**Material shown**
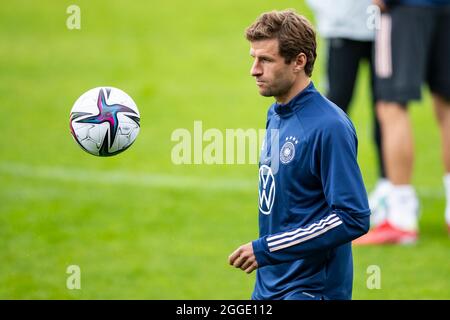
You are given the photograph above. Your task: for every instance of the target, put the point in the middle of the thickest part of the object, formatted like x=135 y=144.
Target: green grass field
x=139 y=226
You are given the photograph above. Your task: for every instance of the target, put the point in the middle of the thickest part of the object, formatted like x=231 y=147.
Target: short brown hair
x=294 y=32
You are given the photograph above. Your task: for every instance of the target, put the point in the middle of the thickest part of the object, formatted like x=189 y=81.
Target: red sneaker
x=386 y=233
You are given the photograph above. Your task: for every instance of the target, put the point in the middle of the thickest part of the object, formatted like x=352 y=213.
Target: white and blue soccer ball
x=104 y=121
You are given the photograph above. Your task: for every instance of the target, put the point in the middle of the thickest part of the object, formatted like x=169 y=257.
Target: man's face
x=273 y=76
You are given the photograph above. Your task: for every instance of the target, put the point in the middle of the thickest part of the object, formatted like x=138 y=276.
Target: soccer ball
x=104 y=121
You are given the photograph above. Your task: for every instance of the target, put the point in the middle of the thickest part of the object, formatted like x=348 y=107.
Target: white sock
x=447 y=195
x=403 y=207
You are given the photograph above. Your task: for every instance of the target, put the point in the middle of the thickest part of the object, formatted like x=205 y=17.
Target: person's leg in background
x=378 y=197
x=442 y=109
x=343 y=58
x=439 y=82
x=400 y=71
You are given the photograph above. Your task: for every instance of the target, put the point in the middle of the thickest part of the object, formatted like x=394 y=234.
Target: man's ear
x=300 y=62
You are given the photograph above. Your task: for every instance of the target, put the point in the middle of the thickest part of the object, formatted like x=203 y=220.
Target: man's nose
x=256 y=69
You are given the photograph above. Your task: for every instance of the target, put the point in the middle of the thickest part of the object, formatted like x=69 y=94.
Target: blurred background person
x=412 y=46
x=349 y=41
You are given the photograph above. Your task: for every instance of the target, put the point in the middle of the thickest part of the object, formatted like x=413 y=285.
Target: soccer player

...

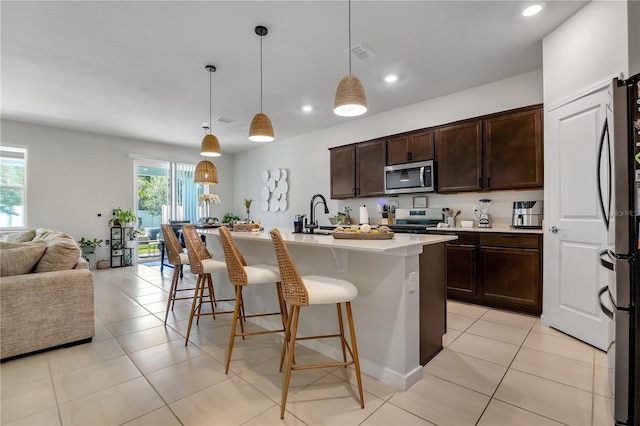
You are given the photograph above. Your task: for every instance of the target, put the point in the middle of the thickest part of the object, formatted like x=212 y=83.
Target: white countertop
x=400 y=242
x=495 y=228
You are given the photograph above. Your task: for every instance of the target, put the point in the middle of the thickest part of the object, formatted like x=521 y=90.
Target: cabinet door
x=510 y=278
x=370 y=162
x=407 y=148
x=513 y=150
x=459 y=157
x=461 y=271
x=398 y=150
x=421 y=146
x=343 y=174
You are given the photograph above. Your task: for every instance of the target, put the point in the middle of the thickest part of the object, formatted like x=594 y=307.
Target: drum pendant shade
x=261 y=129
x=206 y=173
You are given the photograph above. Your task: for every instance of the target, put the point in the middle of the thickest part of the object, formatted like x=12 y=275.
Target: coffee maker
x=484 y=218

**What is required**
Retype the material above from the line with "like x=413 y=285." to the line with "Target: soccer player", both of those lines included, keeping every character unchanged.

**Exercise response**
You are given the photograph above. Your task: for every instance of the target, put the point in the middle of the thickest part of the object, formatted like x=413 y=285.
Target: soccer player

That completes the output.